======== Source records
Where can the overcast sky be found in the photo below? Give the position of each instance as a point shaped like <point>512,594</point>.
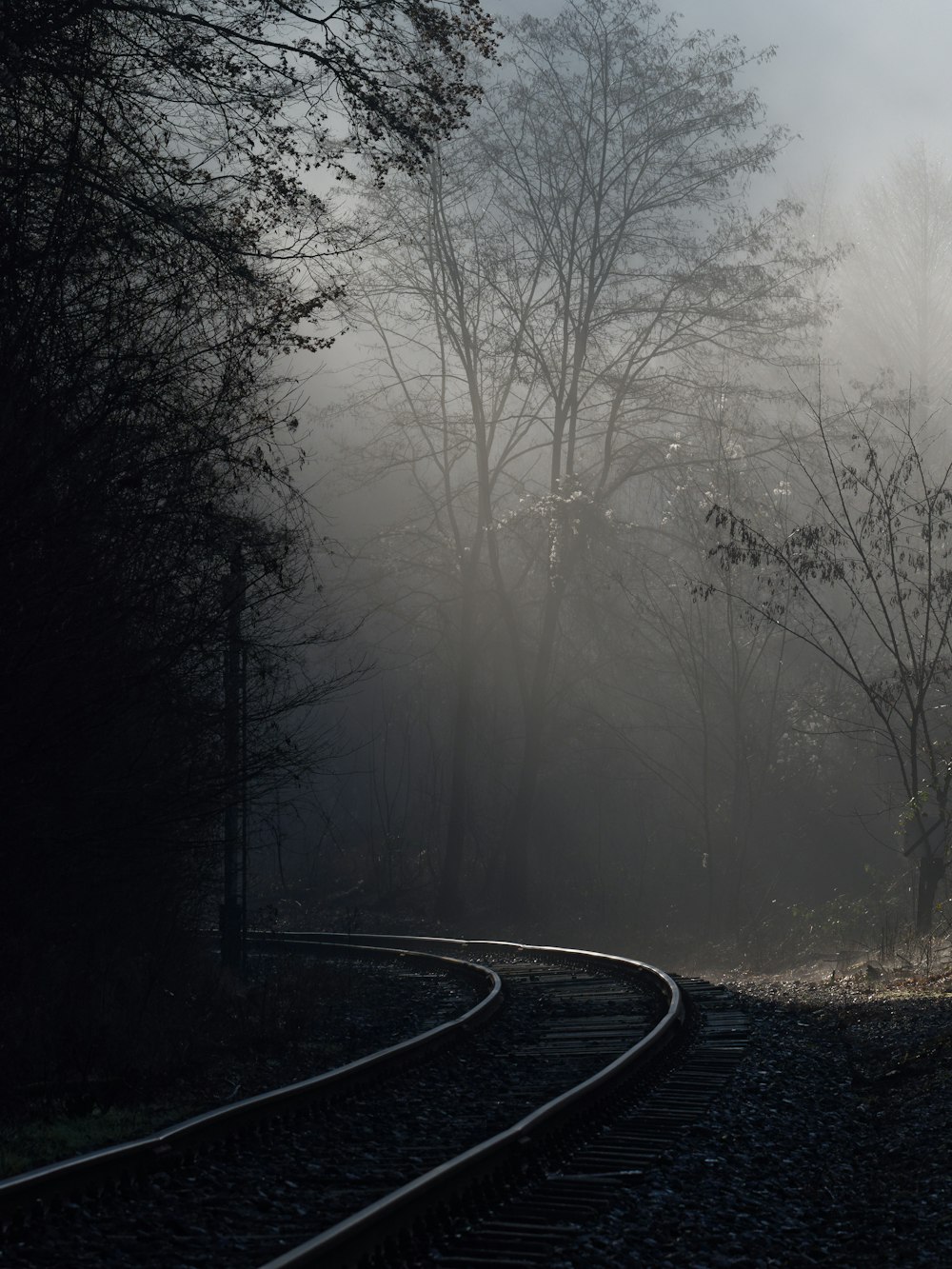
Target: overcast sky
<point>857,79</point>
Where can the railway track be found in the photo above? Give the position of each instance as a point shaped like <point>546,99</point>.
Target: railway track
<point>490,1140</point>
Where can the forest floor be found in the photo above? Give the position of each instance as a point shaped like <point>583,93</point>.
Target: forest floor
<point>286,1023</point>
<point>833,1145</point>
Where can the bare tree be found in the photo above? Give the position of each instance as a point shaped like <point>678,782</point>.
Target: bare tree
<point>570,271</point>
<point>866,582</point>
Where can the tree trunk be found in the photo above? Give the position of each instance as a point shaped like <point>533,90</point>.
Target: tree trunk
<point>448,898</point>
<point>932,869</point>
<point>516,865</point>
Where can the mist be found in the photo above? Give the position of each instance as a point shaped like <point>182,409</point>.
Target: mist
<point>699,762</point>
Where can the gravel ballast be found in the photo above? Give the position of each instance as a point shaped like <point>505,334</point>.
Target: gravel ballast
<point>832,1146</point>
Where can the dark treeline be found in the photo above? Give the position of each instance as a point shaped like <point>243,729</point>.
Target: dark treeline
<point>653,574</point>
<point>162,248</point>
================
**Description of the task:** Go through the data and return every word of it verbatim, leaving out the pictures.

**The answer:**
Where can the overcast sky be found in the photo below? Give the position of each instance as a point shaped like <point>512,594</point>.
Target: overcast sky
<point>857,79</point>
Where can the railway track be found in the photo above? Give the position of each instance as a point shaped like <point>546,99</point>.
Target: railway track
<point>490,1140</point>
Where can the forest floor be found in the photo above? Give the position of each instance as a point shaped like <point>583,93</point>.
Target: forest floor
<point>286,1023</point>
<point>833,1145</point>
Where can the bare tree be found in the photo above? Give the position of each instance as a point shaped like <point>678,782</point>.
Target: bare tree
<point>570,271</point>
<point>866,582</point>
Where can the tree trunk be found in the photo above? Give the position of each instance as a point shaped like <point>533,90</point>.
Target: tree trunk
<point>448,898</point>
<point>932,869</point>
<point>516,865</point>
Where can the mist be found in the photo above? Give the position of each instance as a point shaped like <point>182,409</point>.
Target: mist
<point>699,762</point>
Where can the gravel ballast be found in the photo above? Give the position of each instance as a point shaped like <point>505,334</point>.
Target: gravel ballast
<point>832,1146</point>
Where can the dark treeline be found in the photo above? Give the position of each instance as a point shaped like <point>243,729</point>.
Target: dark treeline
<point>653,574</point>
<point>162,248</point>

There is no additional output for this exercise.